=== Da fare ===
- A) Nel testo selezionato, a quale percentuale è arrivata la disoccupazione giovanile?
- B) Riscrivi tutte le voci dei dati grezzi in forma di CSV a due colonne, input e output, con una riga per voce. Metti il testo e la risposta di ciascuna voce in un unico campo tra virgolette, sostituendo gli a capo con spazi.

Per Chiara Saraceno, sociologa del lavoro esperta di sistemi di welfare e politiche della famiglia, il record della disoccupazione giovanile al 35,1% dimostra che «non è vero che chi non prosegue gli studi ha maggiori chance di trovare un lavoro rispetto a chi sceglie di proseguire gli studi. Sia che vadano a lavorare subito, sia che restino all’università, entrando più tardi sul mercato con una qualifica più elevata, questi ragazzi affrontano lo stesso problema: in Italia la domanda di lavoro è scarsa».
Come giudica la riforma dell’apprendistato proposta dal ministro Fornero?
Direi che è benvenuta, anche perchè in Italia l’apprendistato non ha funzionato bene. Quello che non mi convince è che è stata proposta come la soluzione alla disoccupazione giovanile. In realtà, questa categoria comprende i giovani fino a 26 anni, cioè soggetti che non sono più quelli che rientrano nell’apprendistato. E poi, per parlare seriamente di apprendistato, sarebbero necessarie imprese che lo utilizzino, cosa che invece non accade perchè le imprese italiane preferiscono forme di precariato più leggere e meno responsabilizzanti. Ciò non toglie che l’apprendistato potrebbe essere una soluzione per i giovani che, per motivi familiari o di interessi personali, vanno subito al lavoro e magari tornano a studiare più tardi. Ma non può essere considerata la soluzione per la loro disoccupazione.
Tra i giovani che invece scelgono l’università, il 60% sono fuori-corso e, una volta laureati, restano a lungo inattivi o disoccupati. Sono stati definiti «costi sociali» e il governo ha pensato anche ad aumentargli le tasse…
Il ministro Profumo si è espresso con battute non proprio felici su persone che, in realtà, sono serissime. Si pagano per anni gli studi con il loro lavoro ma, in cambio, non ricevono alcun servizio, per gli atenei semplicemente non esistono. Bisognerebbe pensare a lezioni in orari dedicati, a tutoraggi, ma visto che all’università si taglia di tutto e di più, oggi nemmeno questo è possibile.

=== Dati grezzi ===
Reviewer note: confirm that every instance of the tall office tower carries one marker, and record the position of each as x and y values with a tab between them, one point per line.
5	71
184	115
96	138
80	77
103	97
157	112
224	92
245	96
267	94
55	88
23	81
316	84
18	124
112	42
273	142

=== Risposte ===
- A) Al 35,1%.

- B)
input,output
"Reviewer note: confirm that every instance of the tall office tower carries one marker, and record the position of each as x and y values with a tab between them, one point per line.","5	71 184	115 96	138 80	77 103	97 157	112 224	92 245	96 267	94 55	88 23	81 316	84 18	124 112	42 273	142"